(What you should do)
Return, exactly and in full, the lines of the records below starting at the one with "Every instance of the green" and ending at the one with "Target: green leaf", and no other lines.

(Material to process)
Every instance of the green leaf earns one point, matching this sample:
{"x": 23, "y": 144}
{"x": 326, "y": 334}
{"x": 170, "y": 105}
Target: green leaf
...
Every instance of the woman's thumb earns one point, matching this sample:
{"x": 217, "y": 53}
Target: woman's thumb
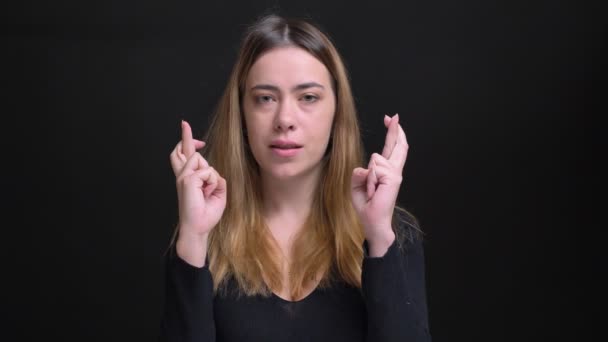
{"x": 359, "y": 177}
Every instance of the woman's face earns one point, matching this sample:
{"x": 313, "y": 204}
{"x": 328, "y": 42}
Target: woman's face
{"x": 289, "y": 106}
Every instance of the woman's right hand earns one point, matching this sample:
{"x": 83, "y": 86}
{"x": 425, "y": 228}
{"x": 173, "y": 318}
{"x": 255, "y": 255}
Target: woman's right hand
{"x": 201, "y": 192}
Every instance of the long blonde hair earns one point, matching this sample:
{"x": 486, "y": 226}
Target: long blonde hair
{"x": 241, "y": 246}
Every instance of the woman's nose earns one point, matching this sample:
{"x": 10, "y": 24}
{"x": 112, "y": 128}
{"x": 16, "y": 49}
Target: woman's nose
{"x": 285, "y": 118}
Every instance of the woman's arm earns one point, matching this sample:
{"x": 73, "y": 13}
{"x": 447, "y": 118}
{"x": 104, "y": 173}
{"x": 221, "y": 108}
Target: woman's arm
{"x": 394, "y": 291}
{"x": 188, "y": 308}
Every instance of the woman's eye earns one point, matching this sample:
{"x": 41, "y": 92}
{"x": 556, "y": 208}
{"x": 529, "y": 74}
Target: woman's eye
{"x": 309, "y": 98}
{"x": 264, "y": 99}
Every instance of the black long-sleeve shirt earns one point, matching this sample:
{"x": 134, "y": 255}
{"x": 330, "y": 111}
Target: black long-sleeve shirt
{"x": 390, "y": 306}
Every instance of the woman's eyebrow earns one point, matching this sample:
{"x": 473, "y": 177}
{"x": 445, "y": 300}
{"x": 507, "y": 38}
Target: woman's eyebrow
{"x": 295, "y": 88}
---
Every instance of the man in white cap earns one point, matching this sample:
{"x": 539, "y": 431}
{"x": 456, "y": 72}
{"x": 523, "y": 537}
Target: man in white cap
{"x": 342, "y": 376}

(Result of this exercise)
Every instance of the green leaf earns one point, matching this sample:
{"x": 23, "y": 144}
{"x": 326, "y": 334}
{"x": 170, "y": 105}
Target: green leaf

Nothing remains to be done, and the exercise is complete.